### Given task
Present the lines of the items from the line containing "[locate] the grass lawn" through the last line as a Markdown table with the columns Row and Line, numbering each row and omitting blank lines.
━━━━━ Information shown
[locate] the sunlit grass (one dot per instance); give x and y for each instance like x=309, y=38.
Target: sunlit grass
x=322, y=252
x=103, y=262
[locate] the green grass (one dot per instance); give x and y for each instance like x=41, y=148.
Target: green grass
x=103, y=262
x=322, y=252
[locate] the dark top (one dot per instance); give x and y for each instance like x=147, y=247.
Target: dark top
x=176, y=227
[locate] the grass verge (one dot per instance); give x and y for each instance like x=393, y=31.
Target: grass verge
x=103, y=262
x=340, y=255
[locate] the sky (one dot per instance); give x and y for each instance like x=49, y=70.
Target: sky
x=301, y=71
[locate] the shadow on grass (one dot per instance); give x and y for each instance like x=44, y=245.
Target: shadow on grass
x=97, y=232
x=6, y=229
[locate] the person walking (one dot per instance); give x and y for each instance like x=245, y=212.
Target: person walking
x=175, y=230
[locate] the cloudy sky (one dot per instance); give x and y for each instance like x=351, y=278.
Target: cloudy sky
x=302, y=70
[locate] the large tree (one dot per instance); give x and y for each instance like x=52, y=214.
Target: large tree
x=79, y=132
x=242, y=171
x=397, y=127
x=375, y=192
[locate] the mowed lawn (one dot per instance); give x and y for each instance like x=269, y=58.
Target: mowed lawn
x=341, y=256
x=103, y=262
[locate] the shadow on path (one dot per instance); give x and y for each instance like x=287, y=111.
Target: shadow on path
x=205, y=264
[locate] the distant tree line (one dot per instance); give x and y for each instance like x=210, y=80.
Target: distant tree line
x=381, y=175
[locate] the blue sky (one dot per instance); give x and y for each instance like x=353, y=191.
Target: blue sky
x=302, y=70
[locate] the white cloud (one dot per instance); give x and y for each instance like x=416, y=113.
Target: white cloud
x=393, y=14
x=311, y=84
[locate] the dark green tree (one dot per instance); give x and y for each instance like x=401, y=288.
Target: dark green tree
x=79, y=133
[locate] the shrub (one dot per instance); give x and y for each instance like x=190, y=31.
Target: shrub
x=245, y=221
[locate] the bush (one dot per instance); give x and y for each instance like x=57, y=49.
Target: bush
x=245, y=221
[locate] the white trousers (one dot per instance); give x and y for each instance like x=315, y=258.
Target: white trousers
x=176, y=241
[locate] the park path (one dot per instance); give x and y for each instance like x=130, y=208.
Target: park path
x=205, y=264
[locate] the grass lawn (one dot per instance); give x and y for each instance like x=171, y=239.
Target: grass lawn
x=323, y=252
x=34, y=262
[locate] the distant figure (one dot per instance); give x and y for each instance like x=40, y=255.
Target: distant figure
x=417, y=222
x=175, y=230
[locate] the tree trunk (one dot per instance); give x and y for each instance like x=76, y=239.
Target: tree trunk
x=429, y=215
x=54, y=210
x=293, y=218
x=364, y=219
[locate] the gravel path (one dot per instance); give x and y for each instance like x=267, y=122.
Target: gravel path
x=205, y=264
━━━━━━━━━━
### The response
| Row | Line |
|---|---|
| 1 | [locate] the grass lawn (one dot per instance); give x and y for each instance like x=171, y=239. |
| 2 | Target: grass lawn |
| 3 | x=323, y=252 |
| 4 | x=34, y=262 |
| 5 | [locate] the distant figure (one dot per instance); give x and y for each instance like x=40, y=255. |
| 6 | Target: distant figure |
| 7 | x=417, y=222 |
| 8 | x=175, y=230 |
| 9 | [locate] the tree trunk (one dot per instance); give x and y for each instance like x=76, y=239. |
| 10 | Target: tree trunk |
| 11 | x=429, y=215 |
| 12 | x=54, y=210 |
| 13 | x=293, y=218 |
| 14 | x=364, y=219 |
| 15 | [locate] the gravel path (one dot per instance); give x and y for each instance like x=267, y=122. |
| 16 | Target: gravel path |
| 17 | x=205, y=264 |